Top of PROVIDED INFORMATION

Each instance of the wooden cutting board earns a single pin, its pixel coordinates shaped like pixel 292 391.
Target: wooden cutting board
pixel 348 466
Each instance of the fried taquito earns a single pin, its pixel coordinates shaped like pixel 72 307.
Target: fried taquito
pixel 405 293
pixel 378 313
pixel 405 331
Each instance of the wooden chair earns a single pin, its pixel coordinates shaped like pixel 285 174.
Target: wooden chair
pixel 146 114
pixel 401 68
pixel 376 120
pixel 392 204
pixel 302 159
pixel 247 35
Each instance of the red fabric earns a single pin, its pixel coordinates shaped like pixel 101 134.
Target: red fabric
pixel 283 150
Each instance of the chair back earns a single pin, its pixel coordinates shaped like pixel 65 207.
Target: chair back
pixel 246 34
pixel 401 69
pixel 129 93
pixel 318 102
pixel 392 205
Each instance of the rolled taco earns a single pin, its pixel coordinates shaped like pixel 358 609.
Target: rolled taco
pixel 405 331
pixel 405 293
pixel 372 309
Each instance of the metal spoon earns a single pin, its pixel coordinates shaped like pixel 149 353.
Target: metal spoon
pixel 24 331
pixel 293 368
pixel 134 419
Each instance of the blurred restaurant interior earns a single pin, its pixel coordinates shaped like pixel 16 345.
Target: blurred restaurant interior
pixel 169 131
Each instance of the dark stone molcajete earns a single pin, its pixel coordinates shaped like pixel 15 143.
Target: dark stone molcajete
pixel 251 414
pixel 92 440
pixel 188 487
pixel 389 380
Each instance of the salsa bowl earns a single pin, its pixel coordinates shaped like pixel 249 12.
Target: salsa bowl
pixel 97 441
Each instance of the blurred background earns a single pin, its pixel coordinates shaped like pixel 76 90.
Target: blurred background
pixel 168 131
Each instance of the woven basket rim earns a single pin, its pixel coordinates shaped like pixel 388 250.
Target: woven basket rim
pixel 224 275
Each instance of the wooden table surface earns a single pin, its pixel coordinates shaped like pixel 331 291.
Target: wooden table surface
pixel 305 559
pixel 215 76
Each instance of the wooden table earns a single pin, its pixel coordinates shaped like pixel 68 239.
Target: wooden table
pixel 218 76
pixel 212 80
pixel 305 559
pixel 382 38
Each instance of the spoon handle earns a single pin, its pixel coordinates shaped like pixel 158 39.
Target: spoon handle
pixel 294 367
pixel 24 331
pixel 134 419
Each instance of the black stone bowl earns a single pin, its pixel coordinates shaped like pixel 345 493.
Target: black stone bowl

Bottom of PROVIDED INFORMATION

YOUR INSTRUCTIONS
Give the entries once more, exactly as they appear.

OUTPUT
Each instance of the wooden cutting board earns a single pin, its pixel coordinates shaped like pixel 292 391.
Target: wooden cutting board
pixel 348 466
Each instance of the fried taquito earns a single pin, its pixel coordinates shaped like pixel 72 307.
Target: fried taquito
pixel 405 293
pixel 378 313
pixel 405 331
Each instance of the wooden chair earns a single pin, its pixel coordinates shaped like pixel 285 174.
Target: wooden chair
pixel 146 114
pixel 401 68
pixel 376 120
pixel 392 204
pixel 302 159
pixel 247 35
Each instance of the red fabric earns a single pin, its pixel coordinates shaped like pixel 101 134.
Target: red fabric
pixel 283 150
Each instance of the chair back earns a single pin, its pixel coordinates shaped like pixel 65 207.
Target: chair back
pixel 246 34
pixel 401 69
pixel 129 93
pixel 318 102
pixel 392 205
Each instance of the rolled taco earns a single pin, its pixel coordinates shaped like pixel 358 609.
Target: rolled taco
pixel 405 331
pixel 405 293
pixel 372 309
Each instance of the metal spoon earns a single pin, its pixel coordinates shaped like pixel 149 353.
Target: metal spoon
pixel 24 331
pixel 293 368
pixel 134 419
Each instance of the blurred restaurant interior earns a single pin, its pixel coordinates shaped like pixel 16 345.
Target: blurred restaurant interior
pixel 169 131
Each instance of the dark stone molcajete earns a single pin, its pixel coordinates shaped like pixel 15 143.
Target: dark stone molcajete
pixel 251 414
pixel 92 440
pixel 188 487
pixel 389 380
Each instance of the salsa bowl earns a single pin, its pixel coordinates shaped like pixel 249 12.
Target: salsa bowl
pixel 97 441
Each instance of the blurred background earns a single pin, its pixel coordinates shaped like pixel 76 90.
Target: blurred background
pixel 168 131
Each instance of the woven basket rim earns a single pin, its pixel coordinates shaped like pixel 388 250.
Target: woven basket rim
pixel 224 275
Each instance of the wooden table surface earns a single pin, its pixel coordinates shaped like pixel 331 291.
Target: wooden table surface
pixel 305 559
pixel 215 76
Each instance of the wooden table earns a single pin, its pixel coordinates shaped like pixel 68 239.
Target: wooden table
pixel 218 76
pixel 212 80
pixel 305 559
pixel 382 38
Each instance of the spoon handle earns a single pin, its pixel coordinates shaped like pixel 158 39.
Target: spoon handle
pixel 294 367
pixel 24 331
pixel 134 419
Each instance of the black stone bowl earns a single pin, its pixel coordinates shaped like pixel 345 493.
Target: black stone bowl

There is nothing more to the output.